Número de homicídios sobe 900% em oito anos, mas é a onda de sequestros o que mais preocupa os moradores

Buenos Aires vive explosão de violência

JOÃO SANDRINI
DE BUENOS AIRES

A prolongada crise econômica e os níveis de desemprego recorde levaram a uma explosão de violência em Buenos Aires, que já não pode ser considerada a cidade mais segura da América do Sul, como há alguns anos.
A velocidade com que o crime avança sobre a capital argentina impressiona a população e os especialistas. A taxa de assassinatos cresceu 900% em apenas oito anos, passando de 0,5 homicídio doloso por cada 100 mil habitantes, em 1993, para um índice de 4,99 por 100 mil em 2001.
No entanto, se estivesse localizada no Estado de São Paulo, Buenos Aires ainda poderia ser considerado um município seguro. Segundo a Fundação Seade, a cidade de São Paulo registrou uma taxa de homicídios de 54,46 por 100 mil habitantes no ano passado. Ou seja, mais de dez vezes o índice da capital argentina.
Mesmo assim, outros dados sobre a criminalidade mostram que a diferença entre São Paulo e Buenos Aires está cada vez menor. Em 2001, quase 40% dos habitantes foram vítimas de algum delito.
Mas são os sequestros que mais preocupam a população. Segundo estimativas extra-oficiais, cem pessoas foram sequestradas na Província de Buenos Aires nos primeiros seis meses de 2002, o que significa um crescimento de 100% em relação ao ano anterior.

__Tarefas a realizar__:
1/ Liste todos os anos escritos em algarismos na reportagem sobre a violência em Buenos Aires, sem repetir nenhum.
2/ Reproduza o trecho da reportagem sobre a violência em Buenos Aires que começa em "Mesmo assim, outros" e termina em "ao ano anterior.".

__Listagem__:
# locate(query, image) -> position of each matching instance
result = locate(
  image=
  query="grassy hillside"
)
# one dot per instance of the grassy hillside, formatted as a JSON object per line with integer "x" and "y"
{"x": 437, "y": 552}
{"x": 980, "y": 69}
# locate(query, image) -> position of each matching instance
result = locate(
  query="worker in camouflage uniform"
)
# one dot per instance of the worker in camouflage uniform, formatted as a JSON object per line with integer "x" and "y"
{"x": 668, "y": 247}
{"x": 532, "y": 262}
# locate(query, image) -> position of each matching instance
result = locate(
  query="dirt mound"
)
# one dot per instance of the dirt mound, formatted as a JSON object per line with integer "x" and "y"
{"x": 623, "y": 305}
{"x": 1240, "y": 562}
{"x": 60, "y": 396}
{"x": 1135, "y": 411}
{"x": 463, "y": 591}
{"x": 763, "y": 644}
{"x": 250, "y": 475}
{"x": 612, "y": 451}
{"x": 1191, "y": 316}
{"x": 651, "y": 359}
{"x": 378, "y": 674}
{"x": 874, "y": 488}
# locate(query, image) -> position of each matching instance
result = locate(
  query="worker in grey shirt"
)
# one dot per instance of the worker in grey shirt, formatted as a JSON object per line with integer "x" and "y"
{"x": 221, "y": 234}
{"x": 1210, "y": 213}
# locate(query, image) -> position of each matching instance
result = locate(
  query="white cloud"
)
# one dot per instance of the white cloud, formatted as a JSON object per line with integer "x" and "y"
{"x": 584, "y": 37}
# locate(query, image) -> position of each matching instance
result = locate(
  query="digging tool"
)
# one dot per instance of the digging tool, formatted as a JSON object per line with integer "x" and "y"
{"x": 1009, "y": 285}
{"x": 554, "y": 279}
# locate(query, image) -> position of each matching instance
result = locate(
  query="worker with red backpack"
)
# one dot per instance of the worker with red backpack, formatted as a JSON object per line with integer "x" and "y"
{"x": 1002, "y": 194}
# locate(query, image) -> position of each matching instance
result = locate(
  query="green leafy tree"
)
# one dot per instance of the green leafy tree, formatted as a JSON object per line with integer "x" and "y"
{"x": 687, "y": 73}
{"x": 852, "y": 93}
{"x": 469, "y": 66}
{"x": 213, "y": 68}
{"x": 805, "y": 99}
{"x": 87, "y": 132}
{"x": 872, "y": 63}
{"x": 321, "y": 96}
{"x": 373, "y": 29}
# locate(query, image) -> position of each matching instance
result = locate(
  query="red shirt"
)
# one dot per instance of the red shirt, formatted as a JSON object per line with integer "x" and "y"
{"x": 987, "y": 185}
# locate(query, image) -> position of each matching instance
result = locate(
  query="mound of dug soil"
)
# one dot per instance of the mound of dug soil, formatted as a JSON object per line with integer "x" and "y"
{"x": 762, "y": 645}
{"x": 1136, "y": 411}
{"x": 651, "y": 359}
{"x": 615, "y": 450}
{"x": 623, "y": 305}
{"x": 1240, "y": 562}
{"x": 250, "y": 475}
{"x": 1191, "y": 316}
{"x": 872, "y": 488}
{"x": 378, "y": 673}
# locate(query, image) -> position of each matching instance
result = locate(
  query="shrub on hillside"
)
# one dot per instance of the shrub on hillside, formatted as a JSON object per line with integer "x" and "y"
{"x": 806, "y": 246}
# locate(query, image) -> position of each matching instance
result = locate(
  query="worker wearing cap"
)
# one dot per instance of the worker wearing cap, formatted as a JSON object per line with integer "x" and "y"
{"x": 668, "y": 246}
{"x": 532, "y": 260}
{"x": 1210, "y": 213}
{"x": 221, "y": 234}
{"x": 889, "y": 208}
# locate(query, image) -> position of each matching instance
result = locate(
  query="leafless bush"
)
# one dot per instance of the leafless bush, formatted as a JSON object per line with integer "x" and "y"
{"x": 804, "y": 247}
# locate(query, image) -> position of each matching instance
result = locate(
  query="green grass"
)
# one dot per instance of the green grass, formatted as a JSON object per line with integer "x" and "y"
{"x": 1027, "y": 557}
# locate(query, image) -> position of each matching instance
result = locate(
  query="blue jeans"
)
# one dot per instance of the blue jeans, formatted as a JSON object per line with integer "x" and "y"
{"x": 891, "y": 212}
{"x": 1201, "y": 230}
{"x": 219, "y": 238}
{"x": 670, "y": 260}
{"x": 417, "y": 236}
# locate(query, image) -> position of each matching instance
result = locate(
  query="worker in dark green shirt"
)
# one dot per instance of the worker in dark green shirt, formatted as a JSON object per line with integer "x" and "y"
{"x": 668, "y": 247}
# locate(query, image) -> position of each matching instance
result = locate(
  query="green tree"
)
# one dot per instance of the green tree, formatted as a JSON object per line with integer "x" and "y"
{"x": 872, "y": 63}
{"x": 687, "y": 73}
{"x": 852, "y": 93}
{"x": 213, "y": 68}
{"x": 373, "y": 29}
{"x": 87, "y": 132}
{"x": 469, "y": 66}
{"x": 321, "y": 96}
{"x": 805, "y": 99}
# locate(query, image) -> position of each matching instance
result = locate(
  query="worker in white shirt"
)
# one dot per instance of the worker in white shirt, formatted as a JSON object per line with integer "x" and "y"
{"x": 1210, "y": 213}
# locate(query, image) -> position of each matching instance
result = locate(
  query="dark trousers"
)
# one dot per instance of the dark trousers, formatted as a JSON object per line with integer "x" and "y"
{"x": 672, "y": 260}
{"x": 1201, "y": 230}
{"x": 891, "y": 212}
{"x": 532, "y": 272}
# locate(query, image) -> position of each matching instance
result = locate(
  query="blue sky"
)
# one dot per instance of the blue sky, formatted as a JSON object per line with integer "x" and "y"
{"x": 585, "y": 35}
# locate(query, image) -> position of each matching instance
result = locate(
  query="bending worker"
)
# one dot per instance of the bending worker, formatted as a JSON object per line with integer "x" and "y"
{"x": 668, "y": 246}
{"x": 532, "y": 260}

__Soluções do exercício__:
1/ 1993, 2001 e 2002.

2/
Mesmo assim, outros dados sobre a criminalidade mostram que a diferença entre São Paulo e Buenos Aires está cada vez menor. Em 2001, quase 40% dos habitantes foram vítimas de algum delito.
Mas são os sequestros que mais preocupam a população. Segundo estimativas extra-oficiais, cem pessoas foram sequestradas na Província de Buenos Aires nos primeiros seis meses de 2002, o que significa um crescimento de 100% em relação ao ano anterior.